Requirements.
**A)** Answer these about the k-nearest neighbor notes, one per line:
(i) What does the test/validation set represent, according to the answer to Q1?
(ii) What percentages does Find K-simple give for the training and validation sets?
(iii) What is the error_mean column in Find K-Mfold for?
**B)** In the k-nearest neighbor notes, which part opens with "Q2. Explain step" and closes with "something like MSE)"? Write it out again, switching "neighbours" to "neighbors".
**C)** Carry the k-nearest neighbor notes on past the point where they stop.

Begin Document segment

### Your name:

<pre> Joan Soo Li Lim </pre>

### Collaborators:

<pre> None </pre>


Markdown reference can be found here:
    http://nestacms.com/docs/creating-content/markdown-cheat-sheet

In [1]:
import matplotlib
import matplotlib.pyplot as plt
import numpy as np
import pandas as pd
import math
import operator

Q1. Why would it be a problem if our training set and test set are the same.

The end goal of ML is to build a model that can be generalized to new data. It would be beneficial to divide the training data into a training set and test/validation set, where the latter set represents real world data (i.e. unseen and unfitted data). Otherwise, if the training data  is reused during test/validation, then one will not be able to predict the accuracy of the model on data it has not seen before. In other words, if we train on test/validation data, then the model will appear to fit with good accuracy (as we are testing on the same data) but might not be able to generalize adequately when the ML model encounters new data. 


Q2. Explain step by step the process to select k in the k-nearest neighbor algorithm (pseudocode)

To find k using the simpliest algorithm (k with lowest error rate), the pseudocode is as follows: 

Find K-simple
1. Create an array err_rates of size n and initialize to 0 (n = number of observations in training set) **
2. Set the random seed
3. Split the number of observations into 2 sets: training (i.e. 80%) and validation (i.e. 20%)  
4. For each k in range of 1 .. square root(n) 
    a. Fit the model on the training data for k neighbours
    b. Predict the value of the validation set from the model derived
    c. Determine the error rate of validation set vs. predicted value (using something like MSE)
    d. Store the error rate in err_rates at index i == k
5. Find the minimum value of err_rates and return its index.     


Note, if we select k based on M fold validation, the pseudocode will now be encapsulated by M iterations such as:

Find K-Mfold
1. Create a matrix for cross validation errrors cross_err_rates of size n by M 
    a. Initialize to 0 
    b. Add ID column = k for range 1 .. square root(n)
    c. Add error_mean column to store mean of error for this k
2. Set the random seed
3. For each m in range of 1 .. M
        For each k in range of 1 .. square root(n)  
        a. Split the number of observations into 2 sets: training (i.e. m−1/m %) and validation (i.e. 1/m %)

End Document segment
Begin Data rows

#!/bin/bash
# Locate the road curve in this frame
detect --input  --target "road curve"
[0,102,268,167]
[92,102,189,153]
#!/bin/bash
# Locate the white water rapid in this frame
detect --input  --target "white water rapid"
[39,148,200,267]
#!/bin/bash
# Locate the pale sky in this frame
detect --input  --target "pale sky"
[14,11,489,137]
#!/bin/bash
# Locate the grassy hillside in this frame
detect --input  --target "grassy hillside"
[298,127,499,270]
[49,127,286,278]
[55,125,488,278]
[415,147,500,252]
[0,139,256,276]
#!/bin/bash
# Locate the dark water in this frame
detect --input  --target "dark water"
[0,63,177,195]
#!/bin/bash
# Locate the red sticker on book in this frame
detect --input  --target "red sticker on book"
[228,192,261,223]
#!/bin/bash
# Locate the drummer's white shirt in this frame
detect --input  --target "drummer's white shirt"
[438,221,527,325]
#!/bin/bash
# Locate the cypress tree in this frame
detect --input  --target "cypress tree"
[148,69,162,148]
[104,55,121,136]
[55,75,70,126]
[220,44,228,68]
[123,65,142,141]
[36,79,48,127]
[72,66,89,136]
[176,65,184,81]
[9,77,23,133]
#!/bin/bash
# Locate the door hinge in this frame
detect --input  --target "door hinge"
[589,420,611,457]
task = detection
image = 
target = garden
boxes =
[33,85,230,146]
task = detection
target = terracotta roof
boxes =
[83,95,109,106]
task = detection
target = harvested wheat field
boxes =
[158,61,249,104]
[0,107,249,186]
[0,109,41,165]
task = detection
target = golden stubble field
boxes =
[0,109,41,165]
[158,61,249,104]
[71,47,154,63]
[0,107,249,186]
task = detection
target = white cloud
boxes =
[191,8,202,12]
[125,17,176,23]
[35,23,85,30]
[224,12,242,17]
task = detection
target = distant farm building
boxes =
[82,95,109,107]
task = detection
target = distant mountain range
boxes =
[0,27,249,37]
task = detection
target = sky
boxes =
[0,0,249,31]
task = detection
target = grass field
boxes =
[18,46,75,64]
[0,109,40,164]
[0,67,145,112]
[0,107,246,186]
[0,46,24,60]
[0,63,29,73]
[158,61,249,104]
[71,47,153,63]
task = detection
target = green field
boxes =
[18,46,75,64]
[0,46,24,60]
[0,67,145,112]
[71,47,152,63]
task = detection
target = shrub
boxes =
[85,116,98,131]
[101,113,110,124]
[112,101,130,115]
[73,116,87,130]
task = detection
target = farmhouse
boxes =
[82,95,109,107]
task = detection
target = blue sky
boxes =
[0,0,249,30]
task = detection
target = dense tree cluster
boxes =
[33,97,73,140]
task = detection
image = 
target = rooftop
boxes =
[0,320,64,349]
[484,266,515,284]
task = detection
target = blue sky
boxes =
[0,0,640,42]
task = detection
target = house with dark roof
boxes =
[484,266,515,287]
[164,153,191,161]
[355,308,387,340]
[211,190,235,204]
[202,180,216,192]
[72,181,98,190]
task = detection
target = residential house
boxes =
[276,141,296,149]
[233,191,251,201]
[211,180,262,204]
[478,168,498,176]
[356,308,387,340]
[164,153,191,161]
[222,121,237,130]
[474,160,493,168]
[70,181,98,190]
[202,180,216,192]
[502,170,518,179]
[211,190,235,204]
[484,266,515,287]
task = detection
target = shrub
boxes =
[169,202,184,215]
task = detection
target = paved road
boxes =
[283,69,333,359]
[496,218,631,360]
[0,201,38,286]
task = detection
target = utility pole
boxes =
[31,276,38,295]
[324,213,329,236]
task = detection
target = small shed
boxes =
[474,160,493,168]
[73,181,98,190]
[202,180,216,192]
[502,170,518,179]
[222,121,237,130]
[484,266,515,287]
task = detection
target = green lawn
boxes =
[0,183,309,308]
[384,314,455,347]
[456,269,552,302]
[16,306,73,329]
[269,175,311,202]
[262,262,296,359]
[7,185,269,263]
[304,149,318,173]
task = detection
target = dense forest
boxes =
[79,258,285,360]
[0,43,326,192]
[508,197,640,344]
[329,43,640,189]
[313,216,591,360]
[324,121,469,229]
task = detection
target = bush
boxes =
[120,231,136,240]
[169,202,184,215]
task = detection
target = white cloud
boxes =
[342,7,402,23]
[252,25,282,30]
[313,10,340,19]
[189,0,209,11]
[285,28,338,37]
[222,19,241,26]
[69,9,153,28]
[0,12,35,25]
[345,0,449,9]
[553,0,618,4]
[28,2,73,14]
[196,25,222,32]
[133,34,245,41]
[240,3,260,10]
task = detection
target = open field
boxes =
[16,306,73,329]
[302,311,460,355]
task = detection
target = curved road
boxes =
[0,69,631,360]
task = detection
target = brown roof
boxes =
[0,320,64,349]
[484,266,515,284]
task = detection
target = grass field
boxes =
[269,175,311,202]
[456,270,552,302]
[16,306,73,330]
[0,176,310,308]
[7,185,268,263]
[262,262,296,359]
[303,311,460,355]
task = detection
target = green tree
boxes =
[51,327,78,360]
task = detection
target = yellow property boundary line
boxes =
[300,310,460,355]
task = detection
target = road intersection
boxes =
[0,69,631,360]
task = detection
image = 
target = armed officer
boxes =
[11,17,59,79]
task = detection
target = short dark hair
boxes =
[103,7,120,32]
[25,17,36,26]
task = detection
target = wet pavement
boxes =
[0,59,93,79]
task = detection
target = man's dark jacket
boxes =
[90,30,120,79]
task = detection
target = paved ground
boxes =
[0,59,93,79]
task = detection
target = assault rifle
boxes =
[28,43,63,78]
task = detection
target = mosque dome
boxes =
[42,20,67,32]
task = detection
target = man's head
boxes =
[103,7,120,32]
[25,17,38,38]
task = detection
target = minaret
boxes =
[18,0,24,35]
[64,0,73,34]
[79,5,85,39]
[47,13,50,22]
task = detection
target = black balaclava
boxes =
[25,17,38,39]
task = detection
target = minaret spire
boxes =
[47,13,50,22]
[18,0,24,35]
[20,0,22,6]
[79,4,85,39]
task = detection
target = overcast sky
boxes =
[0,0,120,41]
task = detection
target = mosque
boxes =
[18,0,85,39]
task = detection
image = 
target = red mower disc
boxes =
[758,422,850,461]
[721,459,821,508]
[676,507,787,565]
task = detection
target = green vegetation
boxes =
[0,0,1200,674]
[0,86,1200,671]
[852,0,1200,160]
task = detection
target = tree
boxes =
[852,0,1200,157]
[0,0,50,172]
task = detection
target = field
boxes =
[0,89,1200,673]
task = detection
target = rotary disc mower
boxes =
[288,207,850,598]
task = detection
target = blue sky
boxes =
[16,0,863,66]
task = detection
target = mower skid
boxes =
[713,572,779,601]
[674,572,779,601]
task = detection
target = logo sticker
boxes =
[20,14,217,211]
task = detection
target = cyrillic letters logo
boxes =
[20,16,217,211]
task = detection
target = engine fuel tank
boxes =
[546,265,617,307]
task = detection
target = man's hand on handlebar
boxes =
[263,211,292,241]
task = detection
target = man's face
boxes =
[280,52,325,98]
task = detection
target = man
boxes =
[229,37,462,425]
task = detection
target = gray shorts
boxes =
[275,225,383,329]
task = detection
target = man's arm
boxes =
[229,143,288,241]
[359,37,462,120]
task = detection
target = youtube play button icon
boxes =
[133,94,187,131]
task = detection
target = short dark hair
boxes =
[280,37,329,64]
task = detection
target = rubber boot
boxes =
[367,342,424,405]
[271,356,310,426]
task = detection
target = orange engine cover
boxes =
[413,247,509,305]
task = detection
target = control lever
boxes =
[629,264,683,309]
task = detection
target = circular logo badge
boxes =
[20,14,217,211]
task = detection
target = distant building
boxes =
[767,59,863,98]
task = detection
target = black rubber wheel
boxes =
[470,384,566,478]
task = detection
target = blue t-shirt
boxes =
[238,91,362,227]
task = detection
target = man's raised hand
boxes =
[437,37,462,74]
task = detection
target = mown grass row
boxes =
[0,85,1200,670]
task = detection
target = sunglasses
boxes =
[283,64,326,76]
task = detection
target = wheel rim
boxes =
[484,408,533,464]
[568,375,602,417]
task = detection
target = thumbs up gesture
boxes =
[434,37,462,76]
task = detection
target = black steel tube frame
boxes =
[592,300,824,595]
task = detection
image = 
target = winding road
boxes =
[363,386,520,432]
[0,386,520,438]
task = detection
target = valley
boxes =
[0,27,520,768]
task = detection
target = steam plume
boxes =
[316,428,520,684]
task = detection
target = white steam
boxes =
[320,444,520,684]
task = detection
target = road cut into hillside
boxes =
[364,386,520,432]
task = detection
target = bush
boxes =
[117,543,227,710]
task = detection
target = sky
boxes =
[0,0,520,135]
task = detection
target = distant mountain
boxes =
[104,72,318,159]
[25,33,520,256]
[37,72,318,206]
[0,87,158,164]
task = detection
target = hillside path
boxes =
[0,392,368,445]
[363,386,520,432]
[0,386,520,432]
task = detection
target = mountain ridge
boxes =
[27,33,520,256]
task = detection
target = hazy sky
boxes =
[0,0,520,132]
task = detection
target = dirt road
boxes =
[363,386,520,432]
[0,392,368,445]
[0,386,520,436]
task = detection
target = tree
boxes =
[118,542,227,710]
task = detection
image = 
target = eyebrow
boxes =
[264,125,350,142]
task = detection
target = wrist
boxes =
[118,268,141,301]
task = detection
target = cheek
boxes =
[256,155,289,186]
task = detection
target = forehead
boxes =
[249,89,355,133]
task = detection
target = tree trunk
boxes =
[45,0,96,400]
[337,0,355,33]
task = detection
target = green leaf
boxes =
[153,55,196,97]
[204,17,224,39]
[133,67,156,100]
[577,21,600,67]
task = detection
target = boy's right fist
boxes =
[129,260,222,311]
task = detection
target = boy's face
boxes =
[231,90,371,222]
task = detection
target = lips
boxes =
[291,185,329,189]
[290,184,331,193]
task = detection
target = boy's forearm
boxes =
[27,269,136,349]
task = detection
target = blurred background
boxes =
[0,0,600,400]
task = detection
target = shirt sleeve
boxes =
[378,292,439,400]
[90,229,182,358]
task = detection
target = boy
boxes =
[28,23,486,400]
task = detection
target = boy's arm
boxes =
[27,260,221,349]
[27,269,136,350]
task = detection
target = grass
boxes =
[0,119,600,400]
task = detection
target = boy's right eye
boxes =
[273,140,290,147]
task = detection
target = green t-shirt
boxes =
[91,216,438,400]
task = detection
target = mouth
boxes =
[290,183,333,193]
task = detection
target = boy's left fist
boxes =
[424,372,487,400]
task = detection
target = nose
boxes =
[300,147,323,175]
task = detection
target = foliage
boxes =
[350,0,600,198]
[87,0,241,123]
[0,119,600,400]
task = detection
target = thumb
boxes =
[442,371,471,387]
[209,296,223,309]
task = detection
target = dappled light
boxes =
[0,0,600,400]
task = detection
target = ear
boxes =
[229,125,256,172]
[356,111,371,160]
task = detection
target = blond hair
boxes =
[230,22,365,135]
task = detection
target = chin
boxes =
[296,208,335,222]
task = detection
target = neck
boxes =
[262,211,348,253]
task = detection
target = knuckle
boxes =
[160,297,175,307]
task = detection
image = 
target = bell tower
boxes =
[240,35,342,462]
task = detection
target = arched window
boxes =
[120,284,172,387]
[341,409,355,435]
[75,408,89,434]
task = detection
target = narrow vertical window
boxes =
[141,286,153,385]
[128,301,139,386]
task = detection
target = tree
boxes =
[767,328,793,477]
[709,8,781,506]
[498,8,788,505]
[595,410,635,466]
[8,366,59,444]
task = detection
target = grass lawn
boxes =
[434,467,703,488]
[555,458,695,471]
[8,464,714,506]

End Data rows

Outputs.
**A)**
(i) Real world data, that is, unseen and unfitted data.
(ii) Training 80% and validation 20%.
(iii) To store the mean of the error for that k.

**B)**
Q2. Explain step by step the process to select k in the k-nearest neighbor algorithm (pseudocode)

To find k using the simpliest algorithm (k with lowest error rate), the pseudocode is as follows: 

Find K-simple
1. Create an array err_rates of size n and initialize to 0 (n = number of observations in training set) **
2. Set the random seed
3. Split the number of observations into 2 sets: training (i.e. 80%) and validation (i.e. 20%)  
4. For each k in range of 1 .. square root(n) 
    a. Fit the model on the training data for k neighbors
    b. Predict the value of the validation set from the model derived
    c. Determine the error rate of validation set vs. predicted value (using something like MSE)

**C)**
        b. Fit the model on the training data for k neighbours
        c. Predict the value of the validation set from the model derived
        d. Determine the error rate of validation set vs. predicted value (using something like MSE)
        e. Store the error rate in cross_err_rates at location (k, m)
        f. Find the average value of cross_err_rates for this m and store in error_mean
4. Find the minimum value of error_mean in cross_err_rates and return the value of ID column for that row        
        

** The bound for k is set as per lecture slides (Lecture 1 slide 60).

Reference:
https://idc9.github.io/stor390/notes/cross_validation/cross_validation.html 


Q3. For the k-nearest regression. What happens when k = n. Where n is equal to the training size.

In general for a large dataset, a k that is too small may result in overfitting (i.e extreme case k==1 considers each point individually) . Conversely, a large k may result in smoothling out noise (outliers) and eliminating important details. If k==n, we have the extreme case where the whole distribution is evened out and as per the next Q below for KNN regression, we will then take the average of all the points. This averaging will lead to a straight line (high bias, no variance). In the case of classification, we will then simply take the most dominant class (i.e. If there are 2 classes, where class X appears 10 times and class Y appears 9 times, the model will return class X).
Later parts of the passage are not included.